◆ INSTRUCTION A ◆
Copy the passage in the woofer enclosure excerpt below from "If you want to" up to and including "lines for example.".

◆ EXCERPT PROVIDED ◆
◇ ◇ ◇ ◇ ◇ ◇ ◇

A woofer has a Qts from the factory (in this case 0.54) and when you place it into an enclosure of any kind, the Qts will either stay the same or increase by some amount (except for aperiodic enclosures, which could lower the Q in some cases). So an infinite baffle "enclosure" is essentially an infinitely large box which has no effect on the behavior of the cone movement, and that means the Q stays the same. As you make the enclosure smaller than infinite in size, you start to effect the behavior of the cone and the Q starts to rise. The smaller the enclosure, the more the Q will increase.

The "ideal" enclosure will have a Qtc of around 0.5 since this correlates to a critically damped system and your transient response will be as good as it gets. The factory recommended enclosures are usually not this kind of alignment though because a larger box will allow the cone to have no limit to excursion and the chance of mechanical damage due to applying too much power is higher (which is not uncommon with consumers that just want more bass and don't know any better).

Also, a smaller enclosure with a higher Q will have a hump in the frequency response near resonance giving the user "free" bass, but it's not really free since the cost is a lower performance in terms of transient response and increased ringing effects (the higher the Qtc, the worse this gets).

Manufacturers like to recommend alignments somewhere around Q=0.707 (or sometimes slightly higher) since this can be a good compromise between low frequency extension, protection against over-excursion (and thus broken equipment by protecting the consumer against him or herself), and a reasonably small enclosure size too.

Also consider "Hoffman's Iron Law" that is essentially: low frequency extension, small enclosure size, low power required ... pick any two. Since space in a car is always limited we want small enclosures. Also since most of us enjoy low frequency extension in our bass, we want that too. In the past when amplifier power was expensive we had to make a trade off of some kind, but today amplifier power is cheap with class-D technology being everywhere and now we can have everything we want.

So if you want "deep, SQ bass" then you want a sealed box with a Qtc=0.5 or just slightly higher. This will be hard to do with the RF woofer you have in mind since it starts with a Qts of 0.54, and a sealed enclosure will only raise it. You could run it IB style for the "most" SQ, or a fairly large sealed box and you might not notice the difference.

If you want to learn more about this, pick up a copy of Vance Dickason's Loudspeaker Cookbook. There should be plenty of used copies out there so you don't even have to pay full price for it. Also, below is a chart showing the various frequency responses of various Q alignments. Compare the green and black lines for example.









image borrowed from mh-audio.nl - TSP


----------



## Bayboy (Dec 29, 2010)

I wouldn't get hung up on exact Qtc, especially that low. A low Qtc can often sound too dry in the upper end. You already have considerable lift on the bottom end in a car so combining that can lead to an exaggerated bottom with upper end slop.

◇ ◇ ◇ ◇ ◇ ◇ ◇

◆ RECORDS PROVIDED ◆
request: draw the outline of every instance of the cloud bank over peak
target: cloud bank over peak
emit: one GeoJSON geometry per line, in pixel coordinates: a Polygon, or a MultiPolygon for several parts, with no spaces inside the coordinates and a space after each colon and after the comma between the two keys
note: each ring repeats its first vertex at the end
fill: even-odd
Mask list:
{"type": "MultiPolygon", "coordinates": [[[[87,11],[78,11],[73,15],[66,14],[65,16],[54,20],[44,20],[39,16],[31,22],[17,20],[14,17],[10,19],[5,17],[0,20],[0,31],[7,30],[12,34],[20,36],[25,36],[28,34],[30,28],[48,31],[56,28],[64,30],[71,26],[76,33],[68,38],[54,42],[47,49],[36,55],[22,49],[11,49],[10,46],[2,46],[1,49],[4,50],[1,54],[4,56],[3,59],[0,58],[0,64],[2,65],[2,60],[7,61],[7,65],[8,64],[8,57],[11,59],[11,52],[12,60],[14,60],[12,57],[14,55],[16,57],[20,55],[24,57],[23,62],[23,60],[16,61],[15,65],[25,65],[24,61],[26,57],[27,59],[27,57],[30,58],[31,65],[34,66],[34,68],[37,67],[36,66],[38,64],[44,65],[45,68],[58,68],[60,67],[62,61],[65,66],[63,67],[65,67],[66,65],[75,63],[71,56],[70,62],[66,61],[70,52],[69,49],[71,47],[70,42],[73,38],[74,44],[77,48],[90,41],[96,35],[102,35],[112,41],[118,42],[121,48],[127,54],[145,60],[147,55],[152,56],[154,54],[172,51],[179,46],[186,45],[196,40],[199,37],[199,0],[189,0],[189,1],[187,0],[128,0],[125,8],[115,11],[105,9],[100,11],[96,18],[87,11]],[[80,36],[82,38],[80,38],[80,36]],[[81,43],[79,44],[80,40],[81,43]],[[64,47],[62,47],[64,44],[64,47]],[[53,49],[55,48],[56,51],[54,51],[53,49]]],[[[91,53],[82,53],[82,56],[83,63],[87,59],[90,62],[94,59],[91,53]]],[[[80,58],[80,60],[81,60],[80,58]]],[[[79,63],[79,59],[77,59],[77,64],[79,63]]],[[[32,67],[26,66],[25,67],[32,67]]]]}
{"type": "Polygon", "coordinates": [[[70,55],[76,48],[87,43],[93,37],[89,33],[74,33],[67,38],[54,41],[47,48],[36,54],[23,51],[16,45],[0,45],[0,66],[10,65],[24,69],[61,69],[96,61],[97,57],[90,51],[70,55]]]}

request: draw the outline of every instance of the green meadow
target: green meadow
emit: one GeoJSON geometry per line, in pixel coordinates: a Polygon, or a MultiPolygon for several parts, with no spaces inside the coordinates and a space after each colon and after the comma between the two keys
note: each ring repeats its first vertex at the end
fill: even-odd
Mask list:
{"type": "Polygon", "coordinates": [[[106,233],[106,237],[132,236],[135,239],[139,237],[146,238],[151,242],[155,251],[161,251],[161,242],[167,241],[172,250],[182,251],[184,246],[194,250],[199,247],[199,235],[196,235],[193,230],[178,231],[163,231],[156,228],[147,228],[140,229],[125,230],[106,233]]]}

◇ ◇ ◇ ◇ ◇ ◇ ◇

◆ INSTRUCTION B ◆
Which lines of the records above contain the string "bank"? Copy each of them, matching case exactly.

◆ COMPLETE OUTPUT A ◆
If you want to learn more about this, pick up a copy of Vance Dickason's Loudspeaker Cookbook. There should be plenty of used copies out there so you don't even have to pay full price for it. Also, below is a chart showing the various frequency responses of various Q alignments. Compare the green and black lines for example.

◆ COMPLETE OUTPUT B ◆
request: draw the outline of every instance of the cloud bank over peak
target: cloud bank over peak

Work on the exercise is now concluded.